Records to process:

-- Opening Marker --

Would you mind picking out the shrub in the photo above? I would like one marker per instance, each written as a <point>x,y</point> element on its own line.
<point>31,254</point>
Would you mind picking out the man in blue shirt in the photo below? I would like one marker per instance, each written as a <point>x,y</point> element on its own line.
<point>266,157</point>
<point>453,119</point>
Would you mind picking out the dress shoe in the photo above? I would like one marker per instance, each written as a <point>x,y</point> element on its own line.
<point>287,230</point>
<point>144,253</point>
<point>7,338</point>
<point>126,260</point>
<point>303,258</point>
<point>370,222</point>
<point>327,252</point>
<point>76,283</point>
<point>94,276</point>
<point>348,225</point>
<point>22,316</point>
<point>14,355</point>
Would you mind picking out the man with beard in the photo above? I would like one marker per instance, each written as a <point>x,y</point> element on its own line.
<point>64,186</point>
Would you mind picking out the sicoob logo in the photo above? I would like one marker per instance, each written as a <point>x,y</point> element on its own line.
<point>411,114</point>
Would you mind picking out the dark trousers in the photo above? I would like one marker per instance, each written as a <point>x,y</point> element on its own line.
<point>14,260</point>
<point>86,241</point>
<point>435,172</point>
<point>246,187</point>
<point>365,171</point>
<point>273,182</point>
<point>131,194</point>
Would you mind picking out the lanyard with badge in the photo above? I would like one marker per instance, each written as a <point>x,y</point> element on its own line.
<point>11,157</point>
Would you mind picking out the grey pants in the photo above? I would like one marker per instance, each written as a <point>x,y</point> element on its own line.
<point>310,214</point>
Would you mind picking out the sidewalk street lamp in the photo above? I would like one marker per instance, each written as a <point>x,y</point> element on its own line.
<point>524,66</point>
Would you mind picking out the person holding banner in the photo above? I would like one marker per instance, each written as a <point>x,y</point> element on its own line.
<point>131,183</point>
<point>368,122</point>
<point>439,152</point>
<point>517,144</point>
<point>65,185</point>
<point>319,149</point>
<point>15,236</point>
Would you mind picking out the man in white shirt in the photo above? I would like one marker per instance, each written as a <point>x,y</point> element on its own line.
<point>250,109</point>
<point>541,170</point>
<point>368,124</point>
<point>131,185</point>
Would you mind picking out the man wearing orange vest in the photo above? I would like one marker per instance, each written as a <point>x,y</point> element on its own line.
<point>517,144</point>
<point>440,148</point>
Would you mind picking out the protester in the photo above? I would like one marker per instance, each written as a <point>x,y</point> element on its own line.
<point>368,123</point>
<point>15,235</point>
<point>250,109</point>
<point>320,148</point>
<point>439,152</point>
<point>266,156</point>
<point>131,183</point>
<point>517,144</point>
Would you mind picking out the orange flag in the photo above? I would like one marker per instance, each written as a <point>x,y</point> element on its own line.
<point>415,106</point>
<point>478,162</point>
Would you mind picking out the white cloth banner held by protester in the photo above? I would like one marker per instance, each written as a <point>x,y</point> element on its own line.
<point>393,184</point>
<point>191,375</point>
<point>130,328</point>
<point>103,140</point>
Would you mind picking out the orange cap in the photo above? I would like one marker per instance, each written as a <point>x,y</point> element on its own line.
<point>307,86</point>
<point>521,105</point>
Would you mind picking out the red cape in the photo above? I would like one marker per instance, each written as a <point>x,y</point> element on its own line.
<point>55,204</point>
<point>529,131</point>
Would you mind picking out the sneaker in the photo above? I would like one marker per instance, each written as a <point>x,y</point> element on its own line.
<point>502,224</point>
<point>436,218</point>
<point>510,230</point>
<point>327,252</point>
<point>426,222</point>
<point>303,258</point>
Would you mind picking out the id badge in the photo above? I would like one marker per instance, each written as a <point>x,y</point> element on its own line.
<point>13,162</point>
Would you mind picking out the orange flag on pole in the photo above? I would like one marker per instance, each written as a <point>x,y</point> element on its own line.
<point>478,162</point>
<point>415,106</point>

-- Closing Marker --

Action item:
What is needed is an exact copy of the lines from the one containing "Would you mind picking out the white" through the last line of the records, and nothing else.

Solved exercise:
Would you mind picking out the white cloth banner held by protester in the photo above? I would like one marker per instance, each written as a <point>x,y</point> element on its own line.
<point>393,184</point>
<point>191,375</point>
<point>130,328</point>
<point>103,140</point>
Would you mind picking out the orange cap in the photo above? I would like one marker per instance, each written as a <point>x,y</point> element on its own line.
<point>307,86</point>
<point>521,105</point>
Would you mind picking out the red cape in the photo above? I would like one marker per instance, each written as a <point>x,y</point> element on its own line.
<point>55,204</point>
<point>529,131</point>
Would you mind picking out the sneaker in the photo above? I would like one marker per instance, each written as a <point>x,y</point> element on its own line.
<point>502,224</point>
<point>436,218</point>
<point>510,230</point>
<point>327,252</point>
<point>426,222</point>
<point>303,258</point>
Would you mind picking out the id badge in the photo above? I would like one marker per instance, each written as a <point>x,y</point> element on its own line.
<point>13,162</point>
Would you mind picking out the orange flag on pole in the photo above? I would like one marker per instance, each written as a <point>x,y</point> element on its own line.
<point>478,162</point>
<point>415,106</point>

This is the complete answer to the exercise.